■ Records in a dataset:
● ● ● ● ●
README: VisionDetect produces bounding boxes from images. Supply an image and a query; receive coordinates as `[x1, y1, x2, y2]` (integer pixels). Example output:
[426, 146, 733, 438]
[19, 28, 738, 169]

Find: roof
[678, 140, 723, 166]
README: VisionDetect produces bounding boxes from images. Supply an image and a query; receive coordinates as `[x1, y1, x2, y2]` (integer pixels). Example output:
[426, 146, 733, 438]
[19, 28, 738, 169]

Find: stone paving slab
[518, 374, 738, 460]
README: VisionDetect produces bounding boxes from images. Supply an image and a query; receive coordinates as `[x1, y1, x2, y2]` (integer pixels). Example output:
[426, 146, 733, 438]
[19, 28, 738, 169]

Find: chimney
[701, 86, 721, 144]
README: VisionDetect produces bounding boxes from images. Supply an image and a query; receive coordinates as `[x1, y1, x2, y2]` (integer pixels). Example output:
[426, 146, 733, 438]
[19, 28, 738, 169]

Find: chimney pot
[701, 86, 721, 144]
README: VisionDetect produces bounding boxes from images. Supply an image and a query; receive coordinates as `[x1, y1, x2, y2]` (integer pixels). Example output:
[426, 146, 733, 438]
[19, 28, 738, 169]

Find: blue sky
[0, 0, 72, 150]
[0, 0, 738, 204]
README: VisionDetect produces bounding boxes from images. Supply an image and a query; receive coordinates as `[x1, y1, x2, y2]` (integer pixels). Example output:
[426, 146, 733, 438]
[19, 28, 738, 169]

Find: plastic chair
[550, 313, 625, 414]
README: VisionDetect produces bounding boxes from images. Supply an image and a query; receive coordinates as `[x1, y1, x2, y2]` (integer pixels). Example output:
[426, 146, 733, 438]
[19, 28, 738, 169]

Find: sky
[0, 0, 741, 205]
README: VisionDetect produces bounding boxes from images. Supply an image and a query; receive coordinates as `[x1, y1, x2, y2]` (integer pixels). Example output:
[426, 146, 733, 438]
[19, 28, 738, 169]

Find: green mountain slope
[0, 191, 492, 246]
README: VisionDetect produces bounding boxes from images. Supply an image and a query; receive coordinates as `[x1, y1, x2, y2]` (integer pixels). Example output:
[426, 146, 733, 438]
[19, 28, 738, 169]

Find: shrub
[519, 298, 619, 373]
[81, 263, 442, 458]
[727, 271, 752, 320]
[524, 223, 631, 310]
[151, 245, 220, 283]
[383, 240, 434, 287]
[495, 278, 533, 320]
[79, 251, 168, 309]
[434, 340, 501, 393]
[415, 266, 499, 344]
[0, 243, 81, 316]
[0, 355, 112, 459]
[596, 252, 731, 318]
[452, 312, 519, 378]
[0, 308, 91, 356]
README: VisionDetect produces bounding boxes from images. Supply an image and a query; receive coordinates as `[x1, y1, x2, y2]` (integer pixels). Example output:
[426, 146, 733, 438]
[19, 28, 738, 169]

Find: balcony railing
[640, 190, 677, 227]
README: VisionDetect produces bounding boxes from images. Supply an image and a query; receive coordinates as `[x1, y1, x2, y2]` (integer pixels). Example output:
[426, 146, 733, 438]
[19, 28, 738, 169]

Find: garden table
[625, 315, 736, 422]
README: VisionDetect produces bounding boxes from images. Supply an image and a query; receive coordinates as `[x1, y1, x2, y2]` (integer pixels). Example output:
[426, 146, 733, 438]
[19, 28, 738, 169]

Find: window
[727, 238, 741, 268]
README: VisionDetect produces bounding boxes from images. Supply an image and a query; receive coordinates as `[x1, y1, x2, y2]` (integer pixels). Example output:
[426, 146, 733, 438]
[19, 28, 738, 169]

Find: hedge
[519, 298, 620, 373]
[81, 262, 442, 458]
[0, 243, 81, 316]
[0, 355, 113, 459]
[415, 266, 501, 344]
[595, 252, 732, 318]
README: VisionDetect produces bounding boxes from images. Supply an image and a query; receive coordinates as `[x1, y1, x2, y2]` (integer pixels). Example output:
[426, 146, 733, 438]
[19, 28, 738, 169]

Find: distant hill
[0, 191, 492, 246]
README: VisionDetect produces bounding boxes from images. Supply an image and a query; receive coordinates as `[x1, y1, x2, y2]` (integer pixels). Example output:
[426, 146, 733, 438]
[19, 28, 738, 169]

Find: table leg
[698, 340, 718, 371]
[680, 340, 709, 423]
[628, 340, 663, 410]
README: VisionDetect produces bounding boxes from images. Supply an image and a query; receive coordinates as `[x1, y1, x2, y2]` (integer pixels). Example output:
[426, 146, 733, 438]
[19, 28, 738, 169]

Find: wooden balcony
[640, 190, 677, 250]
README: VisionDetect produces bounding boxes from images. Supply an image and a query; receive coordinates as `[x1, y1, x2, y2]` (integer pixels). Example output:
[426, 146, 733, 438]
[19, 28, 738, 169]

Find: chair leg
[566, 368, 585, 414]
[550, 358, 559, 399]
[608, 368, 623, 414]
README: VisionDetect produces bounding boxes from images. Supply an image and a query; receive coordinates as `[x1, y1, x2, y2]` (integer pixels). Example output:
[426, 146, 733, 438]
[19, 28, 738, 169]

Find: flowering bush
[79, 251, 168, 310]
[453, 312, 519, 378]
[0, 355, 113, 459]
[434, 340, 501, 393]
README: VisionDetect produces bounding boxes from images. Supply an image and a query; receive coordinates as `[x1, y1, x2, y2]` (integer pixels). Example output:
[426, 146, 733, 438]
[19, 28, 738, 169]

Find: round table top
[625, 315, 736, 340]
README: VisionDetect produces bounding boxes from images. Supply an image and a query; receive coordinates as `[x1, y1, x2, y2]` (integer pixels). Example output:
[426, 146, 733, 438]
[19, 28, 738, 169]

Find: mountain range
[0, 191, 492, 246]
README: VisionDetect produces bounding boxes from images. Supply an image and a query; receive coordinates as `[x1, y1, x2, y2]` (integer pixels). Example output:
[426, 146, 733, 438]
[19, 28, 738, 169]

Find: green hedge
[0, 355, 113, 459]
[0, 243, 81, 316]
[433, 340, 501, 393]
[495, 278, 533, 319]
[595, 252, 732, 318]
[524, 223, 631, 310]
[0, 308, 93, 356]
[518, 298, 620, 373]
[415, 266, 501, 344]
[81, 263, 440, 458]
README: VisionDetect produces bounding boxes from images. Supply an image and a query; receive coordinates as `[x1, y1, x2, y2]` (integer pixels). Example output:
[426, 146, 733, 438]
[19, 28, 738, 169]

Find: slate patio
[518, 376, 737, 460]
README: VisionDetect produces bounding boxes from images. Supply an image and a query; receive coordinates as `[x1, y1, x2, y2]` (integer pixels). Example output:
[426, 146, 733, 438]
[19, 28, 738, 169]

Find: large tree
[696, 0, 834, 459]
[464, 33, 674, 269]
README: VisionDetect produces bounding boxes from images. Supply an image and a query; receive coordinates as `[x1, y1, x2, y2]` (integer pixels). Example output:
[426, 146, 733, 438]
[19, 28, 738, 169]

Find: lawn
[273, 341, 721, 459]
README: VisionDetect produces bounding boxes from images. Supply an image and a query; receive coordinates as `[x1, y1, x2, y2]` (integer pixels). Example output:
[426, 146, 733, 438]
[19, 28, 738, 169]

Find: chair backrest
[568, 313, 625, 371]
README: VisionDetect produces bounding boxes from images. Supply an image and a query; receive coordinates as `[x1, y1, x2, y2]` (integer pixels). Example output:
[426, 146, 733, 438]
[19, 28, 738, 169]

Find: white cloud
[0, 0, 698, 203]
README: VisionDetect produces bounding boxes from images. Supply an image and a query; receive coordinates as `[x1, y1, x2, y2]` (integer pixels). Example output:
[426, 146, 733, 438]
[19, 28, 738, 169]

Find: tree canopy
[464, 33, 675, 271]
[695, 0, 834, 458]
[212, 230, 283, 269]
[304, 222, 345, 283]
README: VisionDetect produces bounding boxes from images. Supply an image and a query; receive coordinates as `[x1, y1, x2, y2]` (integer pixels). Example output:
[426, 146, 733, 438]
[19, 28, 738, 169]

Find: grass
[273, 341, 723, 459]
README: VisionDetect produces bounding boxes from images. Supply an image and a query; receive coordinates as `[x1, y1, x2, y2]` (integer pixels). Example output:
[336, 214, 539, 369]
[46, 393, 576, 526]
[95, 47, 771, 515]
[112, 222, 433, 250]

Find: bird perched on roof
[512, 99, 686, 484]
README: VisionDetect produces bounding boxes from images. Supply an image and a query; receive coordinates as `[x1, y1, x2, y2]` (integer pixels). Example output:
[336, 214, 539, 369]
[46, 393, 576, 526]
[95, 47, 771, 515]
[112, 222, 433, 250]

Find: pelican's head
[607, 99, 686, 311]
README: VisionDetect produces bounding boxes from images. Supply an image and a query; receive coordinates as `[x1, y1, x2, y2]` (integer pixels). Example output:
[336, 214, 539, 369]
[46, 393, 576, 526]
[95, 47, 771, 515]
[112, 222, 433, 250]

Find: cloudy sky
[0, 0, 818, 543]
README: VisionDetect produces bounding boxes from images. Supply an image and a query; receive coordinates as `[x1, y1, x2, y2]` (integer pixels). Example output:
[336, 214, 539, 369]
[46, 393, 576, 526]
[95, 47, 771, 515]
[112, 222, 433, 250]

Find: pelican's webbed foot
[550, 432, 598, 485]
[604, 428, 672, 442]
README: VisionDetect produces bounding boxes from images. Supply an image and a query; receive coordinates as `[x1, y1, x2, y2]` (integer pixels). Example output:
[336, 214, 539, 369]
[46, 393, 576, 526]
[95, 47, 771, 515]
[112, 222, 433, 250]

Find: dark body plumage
● ● ● ● ●
■ TASK REQUIREMENTS: Reproduce everything from the start of the material down to the line containing "[678, 140, 723, 166]", keeping the request lines. Multiply only the bounding-box coordinates in the answers by 0.55 and round them to whole numbers, with halves rounded up.

■ TASK ANSWER:
README: VisionDetect produces bounding boxes from images. Supply an image and a query; receive coordinates as `[x1, y1, x2, y2]` (integer pixels). Example output:
[426, 146, 733, 438]
[19, 28, 738, 169]

Find: roof
[373, 77, 398, 91]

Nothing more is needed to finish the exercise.